Required action>
Repeat exactly, and only, the lines below starting at the line that contains "Look at the provided image and carefully locate the large" and ending at the line that contains "black serving spoon.", inclusive of both.

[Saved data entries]
^^^^
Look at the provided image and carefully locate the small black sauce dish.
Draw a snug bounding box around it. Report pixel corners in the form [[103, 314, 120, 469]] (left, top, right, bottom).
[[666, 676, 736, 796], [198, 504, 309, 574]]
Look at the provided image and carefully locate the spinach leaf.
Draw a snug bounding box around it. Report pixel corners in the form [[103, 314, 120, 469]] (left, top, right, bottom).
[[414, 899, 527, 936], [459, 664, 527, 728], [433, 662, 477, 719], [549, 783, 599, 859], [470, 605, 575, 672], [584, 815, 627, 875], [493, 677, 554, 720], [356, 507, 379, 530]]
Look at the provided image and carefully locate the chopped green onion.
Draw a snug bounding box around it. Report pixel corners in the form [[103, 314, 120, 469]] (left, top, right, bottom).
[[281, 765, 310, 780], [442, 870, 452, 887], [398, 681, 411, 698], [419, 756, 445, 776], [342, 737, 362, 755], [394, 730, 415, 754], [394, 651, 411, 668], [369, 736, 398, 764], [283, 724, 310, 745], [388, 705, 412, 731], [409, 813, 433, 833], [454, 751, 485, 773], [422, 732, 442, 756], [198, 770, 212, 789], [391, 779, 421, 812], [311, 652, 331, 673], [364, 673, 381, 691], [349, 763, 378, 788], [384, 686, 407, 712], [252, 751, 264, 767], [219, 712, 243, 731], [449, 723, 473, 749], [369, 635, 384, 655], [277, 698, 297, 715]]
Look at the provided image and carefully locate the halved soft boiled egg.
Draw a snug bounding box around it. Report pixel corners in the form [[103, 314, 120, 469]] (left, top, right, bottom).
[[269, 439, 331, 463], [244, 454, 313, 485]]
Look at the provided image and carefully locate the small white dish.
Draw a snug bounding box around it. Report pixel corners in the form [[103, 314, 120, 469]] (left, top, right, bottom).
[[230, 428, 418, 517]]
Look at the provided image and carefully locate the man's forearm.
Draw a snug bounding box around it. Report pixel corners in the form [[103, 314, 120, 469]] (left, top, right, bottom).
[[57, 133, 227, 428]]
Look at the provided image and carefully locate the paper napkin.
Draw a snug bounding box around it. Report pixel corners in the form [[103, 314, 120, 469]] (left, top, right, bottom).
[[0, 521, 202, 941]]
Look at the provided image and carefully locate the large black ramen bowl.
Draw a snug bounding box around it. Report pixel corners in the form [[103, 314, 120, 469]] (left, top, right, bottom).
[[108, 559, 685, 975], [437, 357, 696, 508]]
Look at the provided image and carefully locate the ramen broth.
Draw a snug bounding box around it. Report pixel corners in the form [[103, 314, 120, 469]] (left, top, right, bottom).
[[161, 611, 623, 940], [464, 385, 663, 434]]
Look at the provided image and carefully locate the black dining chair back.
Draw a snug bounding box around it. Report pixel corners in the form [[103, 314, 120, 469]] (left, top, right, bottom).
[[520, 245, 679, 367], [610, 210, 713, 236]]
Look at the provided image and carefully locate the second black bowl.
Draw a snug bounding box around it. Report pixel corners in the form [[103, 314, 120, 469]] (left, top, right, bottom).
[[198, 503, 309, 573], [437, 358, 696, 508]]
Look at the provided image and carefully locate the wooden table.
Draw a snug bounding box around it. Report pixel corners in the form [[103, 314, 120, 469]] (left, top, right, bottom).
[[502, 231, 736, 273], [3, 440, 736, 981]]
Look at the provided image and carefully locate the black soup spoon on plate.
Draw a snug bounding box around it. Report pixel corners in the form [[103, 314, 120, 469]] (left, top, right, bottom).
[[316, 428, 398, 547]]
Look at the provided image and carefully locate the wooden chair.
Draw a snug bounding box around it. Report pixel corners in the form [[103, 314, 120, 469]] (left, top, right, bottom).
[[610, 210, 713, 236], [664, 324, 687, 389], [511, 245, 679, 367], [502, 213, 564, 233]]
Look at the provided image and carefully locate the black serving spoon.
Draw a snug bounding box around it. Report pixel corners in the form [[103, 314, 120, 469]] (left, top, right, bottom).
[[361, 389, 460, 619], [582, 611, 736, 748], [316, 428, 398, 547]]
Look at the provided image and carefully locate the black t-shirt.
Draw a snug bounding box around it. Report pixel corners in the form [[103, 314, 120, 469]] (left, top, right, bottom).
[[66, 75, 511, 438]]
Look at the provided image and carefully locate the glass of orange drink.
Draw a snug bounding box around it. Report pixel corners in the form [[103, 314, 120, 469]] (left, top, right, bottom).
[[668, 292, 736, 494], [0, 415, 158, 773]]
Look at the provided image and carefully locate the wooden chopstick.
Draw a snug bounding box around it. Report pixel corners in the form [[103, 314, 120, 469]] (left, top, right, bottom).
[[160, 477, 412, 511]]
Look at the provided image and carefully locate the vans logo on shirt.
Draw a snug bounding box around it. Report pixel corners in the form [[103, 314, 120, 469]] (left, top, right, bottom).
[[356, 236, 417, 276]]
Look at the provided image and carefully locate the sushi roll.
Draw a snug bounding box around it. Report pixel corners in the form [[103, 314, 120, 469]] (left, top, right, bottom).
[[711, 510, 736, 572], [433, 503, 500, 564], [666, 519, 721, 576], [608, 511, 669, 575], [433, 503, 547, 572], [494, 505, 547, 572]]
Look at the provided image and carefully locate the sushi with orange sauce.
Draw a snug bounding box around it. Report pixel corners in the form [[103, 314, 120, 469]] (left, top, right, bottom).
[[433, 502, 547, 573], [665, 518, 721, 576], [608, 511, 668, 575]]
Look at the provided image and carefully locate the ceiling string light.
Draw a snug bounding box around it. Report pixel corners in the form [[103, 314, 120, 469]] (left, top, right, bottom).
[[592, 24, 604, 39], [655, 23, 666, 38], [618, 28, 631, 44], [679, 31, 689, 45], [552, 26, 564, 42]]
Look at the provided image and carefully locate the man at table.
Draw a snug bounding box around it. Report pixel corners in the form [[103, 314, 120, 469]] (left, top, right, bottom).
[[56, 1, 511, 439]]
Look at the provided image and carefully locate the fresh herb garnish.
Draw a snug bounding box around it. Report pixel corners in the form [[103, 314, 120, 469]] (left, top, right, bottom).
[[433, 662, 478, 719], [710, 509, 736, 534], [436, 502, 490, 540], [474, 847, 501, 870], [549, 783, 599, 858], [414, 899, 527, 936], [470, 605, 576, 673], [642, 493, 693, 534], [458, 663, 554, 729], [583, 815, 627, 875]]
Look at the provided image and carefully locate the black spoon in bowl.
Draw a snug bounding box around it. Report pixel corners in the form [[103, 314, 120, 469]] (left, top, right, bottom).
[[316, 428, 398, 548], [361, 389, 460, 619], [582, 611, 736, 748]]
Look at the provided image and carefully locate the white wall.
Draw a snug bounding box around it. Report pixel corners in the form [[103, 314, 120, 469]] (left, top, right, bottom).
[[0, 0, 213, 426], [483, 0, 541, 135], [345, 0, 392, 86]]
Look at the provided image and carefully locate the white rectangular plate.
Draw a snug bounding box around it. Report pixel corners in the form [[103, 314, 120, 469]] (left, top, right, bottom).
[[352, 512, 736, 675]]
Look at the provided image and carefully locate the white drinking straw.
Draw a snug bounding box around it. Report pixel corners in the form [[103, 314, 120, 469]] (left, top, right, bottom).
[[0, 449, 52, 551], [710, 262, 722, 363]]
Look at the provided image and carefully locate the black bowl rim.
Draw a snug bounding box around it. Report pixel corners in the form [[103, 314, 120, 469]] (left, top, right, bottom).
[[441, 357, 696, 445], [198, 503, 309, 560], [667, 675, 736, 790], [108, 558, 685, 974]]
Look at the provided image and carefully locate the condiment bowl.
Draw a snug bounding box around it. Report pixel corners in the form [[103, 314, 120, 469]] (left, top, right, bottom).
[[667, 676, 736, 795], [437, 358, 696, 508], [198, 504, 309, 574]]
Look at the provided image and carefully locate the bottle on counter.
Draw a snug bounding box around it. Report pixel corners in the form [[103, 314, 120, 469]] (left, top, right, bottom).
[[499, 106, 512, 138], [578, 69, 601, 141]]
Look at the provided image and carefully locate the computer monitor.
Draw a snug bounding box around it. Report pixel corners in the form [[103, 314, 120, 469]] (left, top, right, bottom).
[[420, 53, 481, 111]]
^^^^
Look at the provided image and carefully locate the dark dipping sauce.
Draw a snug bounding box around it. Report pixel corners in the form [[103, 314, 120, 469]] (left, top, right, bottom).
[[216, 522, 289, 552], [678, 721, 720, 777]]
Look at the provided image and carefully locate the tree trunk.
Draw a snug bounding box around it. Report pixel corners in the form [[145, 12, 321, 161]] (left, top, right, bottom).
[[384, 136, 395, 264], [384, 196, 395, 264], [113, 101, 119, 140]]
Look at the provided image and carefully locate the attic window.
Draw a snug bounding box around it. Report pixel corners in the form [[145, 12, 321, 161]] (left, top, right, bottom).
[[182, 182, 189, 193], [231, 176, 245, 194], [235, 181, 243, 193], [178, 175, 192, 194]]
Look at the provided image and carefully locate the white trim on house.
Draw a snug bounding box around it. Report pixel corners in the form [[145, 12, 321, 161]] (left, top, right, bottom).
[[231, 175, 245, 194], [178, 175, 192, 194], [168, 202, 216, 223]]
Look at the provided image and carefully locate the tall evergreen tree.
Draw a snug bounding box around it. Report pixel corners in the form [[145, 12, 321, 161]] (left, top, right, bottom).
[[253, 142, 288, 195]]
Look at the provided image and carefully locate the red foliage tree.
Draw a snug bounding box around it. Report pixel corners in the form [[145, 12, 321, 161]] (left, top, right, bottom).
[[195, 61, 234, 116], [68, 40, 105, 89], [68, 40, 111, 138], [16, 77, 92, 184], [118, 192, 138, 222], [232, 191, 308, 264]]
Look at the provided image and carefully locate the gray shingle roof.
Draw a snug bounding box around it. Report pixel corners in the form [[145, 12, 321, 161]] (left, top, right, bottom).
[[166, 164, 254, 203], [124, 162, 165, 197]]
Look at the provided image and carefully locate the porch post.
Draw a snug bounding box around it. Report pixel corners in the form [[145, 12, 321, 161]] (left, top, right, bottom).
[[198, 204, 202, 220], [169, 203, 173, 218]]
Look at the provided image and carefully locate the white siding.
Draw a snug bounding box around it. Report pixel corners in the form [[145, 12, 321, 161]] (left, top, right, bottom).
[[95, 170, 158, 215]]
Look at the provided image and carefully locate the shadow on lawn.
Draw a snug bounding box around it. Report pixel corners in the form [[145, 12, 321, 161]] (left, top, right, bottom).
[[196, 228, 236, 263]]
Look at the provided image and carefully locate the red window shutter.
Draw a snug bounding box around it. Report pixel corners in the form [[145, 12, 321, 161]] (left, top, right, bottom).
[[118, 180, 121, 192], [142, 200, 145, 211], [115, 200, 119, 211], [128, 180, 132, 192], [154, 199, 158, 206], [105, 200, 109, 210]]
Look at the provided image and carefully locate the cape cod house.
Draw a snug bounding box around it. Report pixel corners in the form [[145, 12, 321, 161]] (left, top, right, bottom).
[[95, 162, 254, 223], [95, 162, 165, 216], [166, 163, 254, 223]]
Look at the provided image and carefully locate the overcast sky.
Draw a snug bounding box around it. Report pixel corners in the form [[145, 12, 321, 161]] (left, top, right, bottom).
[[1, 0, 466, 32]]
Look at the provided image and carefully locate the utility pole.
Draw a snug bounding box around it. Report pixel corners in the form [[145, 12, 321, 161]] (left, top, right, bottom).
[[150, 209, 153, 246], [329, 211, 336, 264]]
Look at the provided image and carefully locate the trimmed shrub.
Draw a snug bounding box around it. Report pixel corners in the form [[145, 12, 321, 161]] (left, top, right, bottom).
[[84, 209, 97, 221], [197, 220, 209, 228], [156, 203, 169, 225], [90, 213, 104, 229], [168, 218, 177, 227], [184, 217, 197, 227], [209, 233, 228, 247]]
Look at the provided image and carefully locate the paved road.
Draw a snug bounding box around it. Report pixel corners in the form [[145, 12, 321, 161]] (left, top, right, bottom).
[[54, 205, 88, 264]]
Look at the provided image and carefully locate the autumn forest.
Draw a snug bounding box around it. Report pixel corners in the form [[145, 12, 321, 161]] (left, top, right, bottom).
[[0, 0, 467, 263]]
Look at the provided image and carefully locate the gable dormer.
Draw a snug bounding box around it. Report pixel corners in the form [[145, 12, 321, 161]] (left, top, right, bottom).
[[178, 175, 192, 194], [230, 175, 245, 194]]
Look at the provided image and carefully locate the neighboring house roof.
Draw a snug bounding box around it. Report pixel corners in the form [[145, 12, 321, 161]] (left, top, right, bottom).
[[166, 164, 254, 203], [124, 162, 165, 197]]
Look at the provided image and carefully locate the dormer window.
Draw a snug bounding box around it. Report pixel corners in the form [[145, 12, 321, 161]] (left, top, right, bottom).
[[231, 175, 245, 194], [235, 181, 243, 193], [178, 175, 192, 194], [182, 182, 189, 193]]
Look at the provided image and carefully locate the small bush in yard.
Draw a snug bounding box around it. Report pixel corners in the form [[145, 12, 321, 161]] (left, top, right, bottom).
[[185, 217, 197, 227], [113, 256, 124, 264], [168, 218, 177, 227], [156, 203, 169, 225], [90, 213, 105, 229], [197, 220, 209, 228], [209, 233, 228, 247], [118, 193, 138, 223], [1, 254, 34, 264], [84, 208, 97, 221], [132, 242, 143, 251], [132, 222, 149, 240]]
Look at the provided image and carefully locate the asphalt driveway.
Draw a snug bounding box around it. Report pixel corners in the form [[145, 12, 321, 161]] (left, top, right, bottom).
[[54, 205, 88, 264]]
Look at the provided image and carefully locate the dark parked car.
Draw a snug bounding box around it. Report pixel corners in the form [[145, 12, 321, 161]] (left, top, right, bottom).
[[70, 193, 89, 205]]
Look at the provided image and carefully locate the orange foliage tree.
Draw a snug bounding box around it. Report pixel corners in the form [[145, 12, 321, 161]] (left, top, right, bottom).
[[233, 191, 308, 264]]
^^^^
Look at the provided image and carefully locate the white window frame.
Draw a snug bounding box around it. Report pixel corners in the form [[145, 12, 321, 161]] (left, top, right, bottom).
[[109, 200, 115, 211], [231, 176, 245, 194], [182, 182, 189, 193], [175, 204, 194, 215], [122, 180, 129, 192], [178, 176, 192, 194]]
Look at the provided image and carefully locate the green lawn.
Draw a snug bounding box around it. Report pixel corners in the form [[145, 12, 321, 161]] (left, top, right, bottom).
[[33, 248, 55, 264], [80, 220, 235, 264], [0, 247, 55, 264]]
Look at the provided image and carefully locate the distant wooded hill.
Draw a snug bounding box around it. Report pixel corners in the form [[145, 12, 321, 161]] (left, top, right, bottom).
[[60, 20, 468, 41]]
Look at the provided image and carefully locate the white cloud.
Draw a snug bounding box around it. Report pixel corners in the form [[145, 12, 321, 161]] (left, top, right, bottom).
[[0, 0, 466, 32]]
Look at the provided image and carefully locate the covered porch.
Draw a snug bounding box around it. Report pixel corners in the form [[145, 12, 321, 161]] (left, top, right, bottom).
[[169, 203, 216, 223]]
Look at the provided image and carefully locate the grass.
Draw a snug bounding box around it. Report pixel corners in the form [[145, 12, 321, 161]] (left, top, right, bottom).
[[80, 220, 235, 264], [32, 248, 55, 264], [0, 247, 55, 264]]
^^^^
Solution to this task>
Look at the provided image and carefully locate the large black ramen bowl.
Draw a snug bounding box around it. Report pixel corners in the form [[103, 314, 120, 469]] (left, top, right, bottom).
[[108, 559, 685, 975], [437, 357, 696, 508]]
Look at the provided image and carefully locate the ramen broth.
Draw a snug bounding box around it. Report pixel corners in the form [[103, 314, 120, 469]] (left, top, right, bottom).
[[161, 611, 623, 940], [464, 385, 663, 434]]
Look at the provided image and carefully locate the black dining chair back.
Draw a snug bounding box around it. Report pixel corners in the form [[103, 314, 120, 469]] (left, top, right, bottom).
[[520, 245, 679, 367], [610, 210, 713, 236]]
Look at the provided image and carefully locate the second black bowl.
Draw a snug bounding box around it. Report pixel corners in the form [[103, 314, 120, 469]] (left, top, right, bottom).
[[198, 503, 309, 573], [437, 358, 696, 508]]
Look at the provided image and carefully locate the wooden table.
Draw a snug bounding box around it. Report pixel corners in the form [[103, 314, 120, 469]] (left, top, right, bottom).
[[502, 231, 736, 273], [3, 440, 736, 981]]
Look at the provided image and carefully locate the black soup spoon on plate.
Draw a snug bounding box around it. Report pixel corners in the form [[103, 314, 120, 469]] (left, top, right, bottom).
[[316, 428, 398, 547]]
Look at the provided image and carefully locate the wooden chair.
Draw a snug bounding box around it. Report pixel corners in the form [[103, 314, 120, 469]] (left, top, right, bottom).
[[610, 210, 713, 236], [664, 324, 687, 389], [511, 245, 679, 367], [502, 213, 564, 233]]
Look at the provided image and carefully locate the black serving spoon.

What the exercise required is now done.